**Dataset rows on where objects appear:**
++++++

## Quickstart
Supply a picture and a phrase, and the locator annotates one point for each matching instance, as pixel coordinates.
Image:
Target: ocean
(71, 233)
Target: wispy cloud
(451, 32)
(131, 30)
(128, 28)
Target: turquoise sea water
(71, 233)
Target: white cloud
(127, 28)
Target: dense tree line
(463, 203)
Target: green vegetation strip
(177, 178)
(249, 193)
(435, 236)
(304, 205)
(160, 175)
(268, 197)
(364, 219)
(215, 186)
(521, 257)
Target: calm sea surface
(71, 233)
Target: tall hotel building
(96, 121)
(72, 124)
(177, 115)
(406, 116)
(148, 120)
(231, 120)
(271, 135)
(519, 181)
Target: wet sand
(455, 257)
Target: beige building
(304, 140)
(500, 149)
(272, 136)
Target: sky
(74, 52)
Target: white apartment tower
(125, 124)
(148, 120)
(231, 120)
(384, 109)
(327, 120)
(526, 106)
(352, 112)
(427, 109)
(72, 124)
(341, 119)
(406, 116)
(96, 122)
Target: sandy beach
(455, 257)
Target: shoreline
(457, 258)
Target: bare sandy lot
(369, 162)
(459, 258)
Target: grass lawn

++++++

**WHAT IS REQUIRED:** Your task is to return the full listing exactly as it was given.

**RESPONSE:**
## Quickstart
Supply a picture and a phrase, and the locator annotates one point for each matching instance, as pixel coordinates.
Image:
Target: ocean
(71, 233)
Target: wispy cloud
(451, 32)
(131, 30)
(128, 28)
Target: turquoise sea water
(71, 233)
Target: white cloud
(127, 28)
Target: dense tree line
(463, 203)
Target: green vegetation strip
(177, 178)
(249, 193)
(435, 236)
(304, 205)
(160, 175)
(268, 197)
(364, 219)
(215, 186)
(521, 257)
Target: calm sea surface
(71, 233)
Target: tall hotel building
(96, 121)
(72, 124)
(177, 115)
(406, 116)
(148, 120)
(231, 120)
(271, 135)
(519, 181)
Target: wet sand
(455, 257)
Target: beige building
(304, 140)
(500, 149)
(272, 136)
Target: sky
(74, 52)
Target: white apartment tower
(125, 124)
(148, 120)
(231, 120)
(384, 109)
(327, 120)
(526, 106)
(352, 112)
(427, 109)
(72, 124)
(341, 119)
(406, 116)
(96, 122)
Target: sandy beach
(455, 257)
Target: shoreline
(457, 258)
Target: bare sandy lot
(369, 162)
(459, 258)
Target: grass lawn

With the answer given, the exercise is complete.